▸ **What you need to do**:
[a] Rewrite the stretch of the article on when to prompt, code, or train from "When to Prompt, When" through "the wrong system.", putting "wrong pipeline" in place of "wrong system".
[b] Extend the article on when to prompt, code, or train, starting after its last sentence.

← All Articles

When to Prompt, When to Code, When to Train

The most underrated prompt engineering skill is recognizing when you do not need prompt engineering at all. A decision framework for choosing the right tool before you build the wrong system.

In Brief

Before deciding how to write a prompt, decide whether you need a prompt at all. Every task can be solved by one of five approaches: write deterministic code for finite problems with enumerable solutions, prompt an LLM for open-ended tasks where occasional imprecision is acceptable and volume is low, wrap an LLM step inside a deterministic pipeline for medium-volume production, distill a large model into a fine-tuned smaller one for high-volume cost-sensitive inference, or use embedding-based classification for tasks that are really classification problems disguised as generation. The right choice depends on task properties: whether the problem is deterministic or probabilistic, whether the input space is bounded, what the error cost looks like, what the volume is, how tight the latency budget is, and whether labeled training data is available. Skipping this diagnosis leads to systems that are either over-engineered (calling an expensive LLM API for a problem that needs a regex) or under-engineered (squeezing generative output quality out of what is really a classification task).

The economics get sharp once full cost is accounted for. A prompt that costs a fraction of a cent per call looks cheap until it is multiplied by millions of daily requests, while an embedding model on a single GPU costs a few dollars a day and often achieves higher accuracy on classification tasks. The upfront cost of building training data, running distillation, or implementing a retrieval system is real, but it amortizes quickly past a certain scale. The discipline is running through the task-property matrix before reaching for a prompt: a deterministic problem with a finite input space calls for code, deterministic classification calls for embeddings, high-volume generation calls for distillation to a fine-tuned smaller model, and only low-volume open-ended understanding genuinely calls for prompting. This upstream decision prevents the common trap of defaulting to prompting because it is familiar, only to discover months later that the system would have been simpler, cheaper, and more reliable as code, as embeddings, or as a fine-tuned model.

. . .

The Question Before the Prompt

The other articles in this week's reading list teach you how to write prompts well. How to structure them (The Anatomy of a Prompt), how to version and test them (Prompts Are Code), how to diagnose failure (When Prompts Fail), how to avoid common anti-patterns (How NOT to Write a Prompt). All of that assumes you have already decided that a prompt is the right solution.

This article sits upstream of the others. It asks the question you should answer first: given this task, should you prompt an LLM at all, or is there a better tool?

A small person holding a single peanut up toward an enormous elephant whose trunk waits patiently — Perhaps a different approach.

The default instinct, especially after a week studying prompt engineering, is to prompt everything. You have a hammer; everything looks like a nail. The engineering discipline is knowing when the nail is actually a screw.

. . .

Five Strategies

Every task that might involve an LLM can be solved by one of five approaches. They are not ranked from worst to best. They are ranked from most deterministic to most flexible, and the right choice depends on the properties of the task, not the properties of the tool.

Jump to a strategy

Strategy 1: Write Code

If the task has a deterministic specification, the answer is almost always code. Counting the letters in a word. Validating an email address with a regex. Parsing a date string. Computing a running total. Sorting a list.

▸ **Material supplied**:
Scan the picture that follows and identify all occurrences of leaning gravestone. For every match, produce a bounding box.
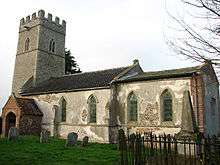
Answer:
[82,136,89,147]
[66,132,78,147]
[40,130,50,143]
[8,127,19,141]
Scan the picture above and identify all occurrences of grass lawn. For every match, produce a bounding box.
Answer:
[0,136,119,165]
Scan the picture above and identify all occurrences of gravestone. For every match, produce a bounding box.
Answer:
[8,127,19,141]
[82,136,89,147]
[66,132,78,147]
[40,130,50,143]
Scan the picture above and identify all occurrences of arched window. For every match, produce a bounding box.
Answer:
[210,98,216,116]
[88,95,97,123]
[60,97,66,122]
[161,89,173,121]
[24,38,30,51]
[127,92,137,121]
[49,39,55,53]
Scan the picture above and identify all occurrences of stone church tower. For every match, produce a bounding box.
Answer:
[12,10,66,95]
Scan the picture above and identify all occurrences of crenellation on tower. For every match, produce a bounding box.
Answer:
[19,10,66,35]
[26,15,31,23]
[12,10,66,93]
[31,12,37,20]
[47,13,53,22]
[38,10,45,18]
[55,17,60,24]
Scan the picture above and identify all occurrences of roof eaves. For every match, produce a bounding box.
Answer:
[20,86,110,96]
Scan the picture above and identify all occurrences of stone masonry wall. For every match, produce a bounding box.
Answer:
[117,78,190,134]
[31,89,110,142]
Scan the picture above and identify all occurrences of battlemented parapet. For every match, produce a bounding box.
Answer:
[12,10,66,95]
[19,10,66,34]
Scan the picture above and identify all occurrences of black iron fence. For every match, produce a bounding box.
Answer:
[119,130,220,165]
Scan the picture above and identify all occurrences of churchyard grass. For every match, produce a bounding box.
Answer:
[0,136,120,165]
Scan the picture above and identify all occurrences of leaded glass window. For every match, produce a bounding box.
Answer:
[162,90,173,121]
[61,98,66,122]
[24,38,30,51]
[49,39,55,53]
[88,95,96,123]
[128,93,137,121]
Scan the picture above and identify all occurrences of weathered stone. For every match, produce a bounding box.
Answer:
[8,127,19,141]
[66,132,78,147]
[40,130,50,143]
[177,91,195,137]
[82,136,89,147]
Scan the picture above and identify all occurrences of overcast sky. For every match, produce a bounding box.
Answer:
[0,0,196,110]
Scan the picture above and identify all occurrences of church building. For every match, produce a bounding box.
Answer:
[2,10,220,143]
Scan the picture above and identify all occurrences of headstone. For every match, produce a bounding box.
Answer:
[40,130,50,143]
[82,136,89,147]
[8,127,19,141]
[66,132,78,147]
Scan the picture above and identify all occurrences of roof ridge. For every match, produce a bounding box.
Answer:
[58,66,130,78]
[143,65,202,73]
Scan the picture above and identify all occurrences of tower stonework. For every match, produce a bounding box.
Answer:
[12,10,66,95]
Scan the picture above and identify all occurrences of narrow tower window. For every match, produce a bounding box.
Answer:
[88,95,97,123]
[24,38,30,51]
[49,39,55,53]
[127,92,137,121]
[161,89,173,121]
[210,98,216,116]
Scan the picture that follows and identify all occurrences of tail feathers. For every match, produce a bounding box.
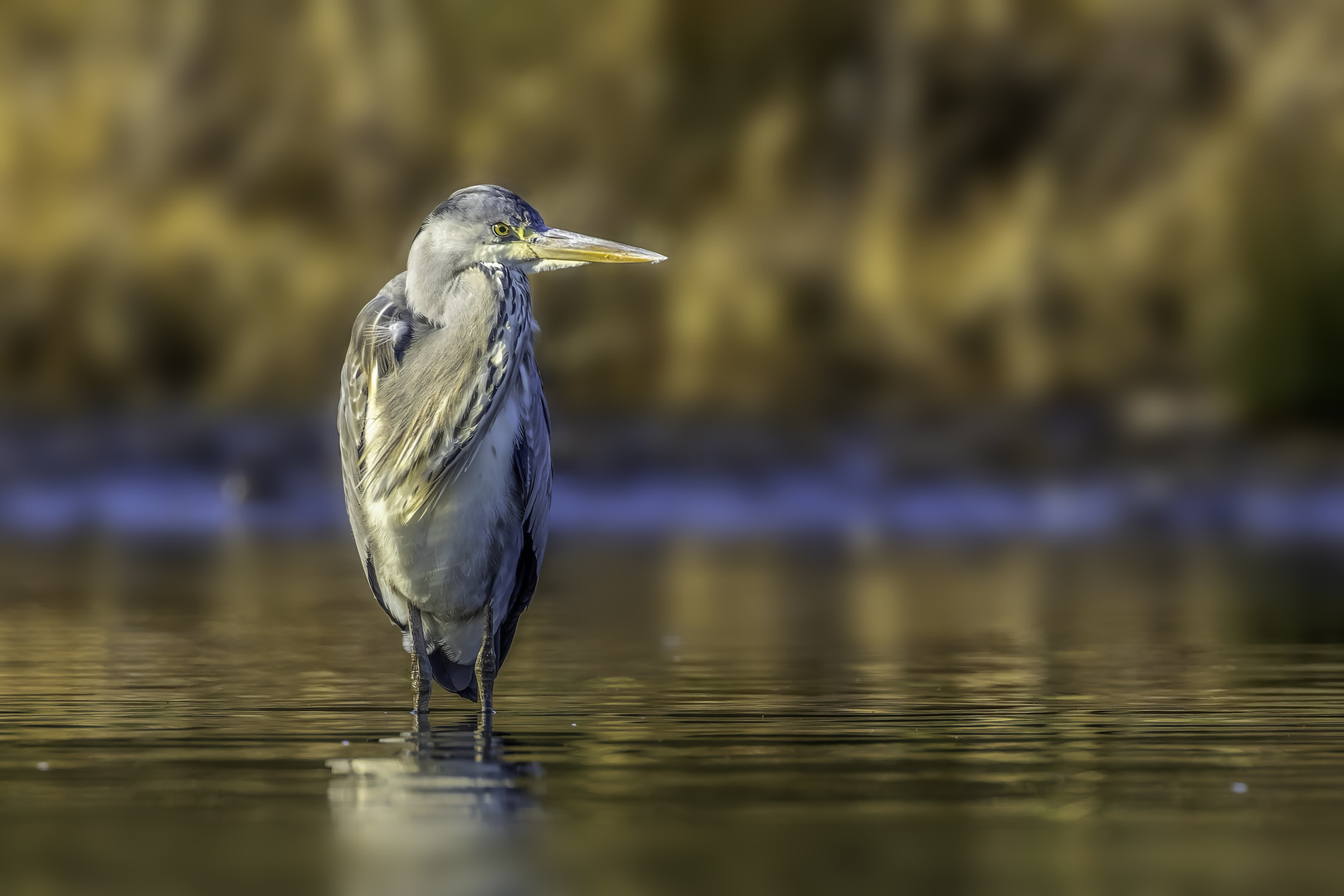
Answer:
[429,649,479,703]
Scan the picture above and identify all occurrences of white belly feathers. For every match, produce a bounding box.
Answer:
[367,384,522,658]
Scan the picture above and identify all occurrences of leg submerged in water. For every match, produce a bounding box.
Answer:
[410,607,434,716]
[475,601,494,716]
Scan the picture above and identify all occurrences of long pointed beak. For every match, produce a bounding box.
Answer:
[527,227,667,265]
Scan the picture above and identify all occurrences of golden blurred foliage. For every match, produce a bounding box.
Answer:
[0,0,1344,415]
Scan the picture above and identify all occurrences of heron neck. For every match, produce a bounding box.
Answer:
[406,263,513,333]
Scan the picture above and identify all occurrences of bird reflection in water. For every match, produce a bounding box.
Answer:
[327,714,542,896]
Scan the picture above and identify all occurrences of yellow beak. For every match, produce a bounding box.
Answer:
[527,227,667,265]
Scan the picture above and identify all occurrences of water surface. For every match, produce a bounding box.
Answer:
[0,536,1344,894]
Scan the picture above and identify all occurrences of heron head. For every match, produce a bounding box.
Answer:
[411,184,665,274]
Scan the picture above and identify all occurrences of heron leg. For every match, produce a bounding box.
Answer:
[410,606,434,716]
[475,601,494,720]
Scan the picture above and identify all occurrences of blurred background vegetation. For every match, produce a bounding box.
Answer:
[0,0,1344,425]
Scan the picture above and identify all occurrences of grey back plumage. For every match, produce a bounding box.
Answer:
[338,263,551,699]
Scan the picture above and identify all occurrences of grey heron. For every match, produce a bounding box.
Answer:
[338,185,664,718]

▸ **Answers to this exercise**:
[a]
When to Prompt, When to Code, When to Train

The most underrated prompt engineering skill is recognizing when you do not need prompt engineering at all. A decision framework for choosing the right tool before you build the wrong pipeline.

[b]
An LLM can do all of these things. It will get most of them right most of the time. But "most of the time" is not a specification. Ask GPT-4 to count the letters in "Gandalf" and it will sometimes say 7 and sometimes say 6. len("Gandalf") will say 7 every time, in zero milliseconds, at zero cost.

Those are trivial examples. The principle extends to non-trivial ones. Parsing a complex nested JSON schema, normalizing inconsistent date formats across twelve regional conventions, implementing a scoring rubric with weighted criteria: these are real engineering problems, but they are still finite and deterministic. The input space is bounded. The correct output for any valid input can be specified. The function, once written and tested, will produce that output every time.

The common objection is that the code is "too hard to write." In 2026, that objection has lost most of its force. You can use an LLM to generate the code, write test cases to prove it works, and then deploy the deterministic function. The LLM helped you build it; the LLM does not need to run it. You get the flexibility of natural-language specification during development and the reliability of deterministic execution in production.

This is not a minor distinction. A prompt that appears to solve the same problem carries hidden costs downstream: non-deterministic outputs require fuzzy assertions in your test suite, output validation in your pipeline, and retry logic for the cases where the model drifts. A function requires none of that. The apparent ease of writing a prompt obscures the ongoing cost of managing one.⁸

The decision criterion: if the task is finite and the correct output can be specified for every valid input, write a function. Use an LLM to help you write it if you need to. Then call the function, not the model.

Strategy 2: Prompt an LLM

Prompting is the right choice when the task requires natural-language understanding, the input space is too broad to enumerate, and the cost of occasional imprecision is acceptable.

Good prompting tasks share certain properties. The output is subjective or context-dependent (summarize this document, classify the tone of this message). The input varies enough that hard-coding rules would be brittle (extract the key claim from a customer complaint). The task benefits from world knowledge that would be impractical to encode in a knowledge base (identify the source work for a literary quote).

Prompting is also the right starting point when you do not yet know the shape of the problem. Before you build a classifier, a retrieval pipeline, or a fine-tuned model, you need to understand the data. A prompt is a prototype. It lets you explore the output space quickly, build intuition about what works and what fails, and collect examples that inform whatever you build next.

The cost of prompting is real. Every call costs money, adds latency, and introduces non-determinism. For a customer-facing chatbot handling 10,000 requests per day, those costs compound. For a research tool processing 50 documents, they are negligible. The decision depends on the volume, not the technique.

Strategy 3: Hybrid (Code Wraps LLM)

Most production LLM applications are not pure prompting. They are deterministic pipelines with a small LLM-powered step in the middle. The code handles input validation, output parsing, error handling, and business logic. The LLM handles the one step that requires language understanding.

Consider a system that routes customer support tickets. The routing logic is deterministic: tickets about billing go to the billing team, tickets about shipping go to logistics. But classifying the intent of a free-text ticket requires language understanding. The hybrid architecture uses an LLM to classify the intent (one API call, structured JSON output) and code to route the ticket based on the classification.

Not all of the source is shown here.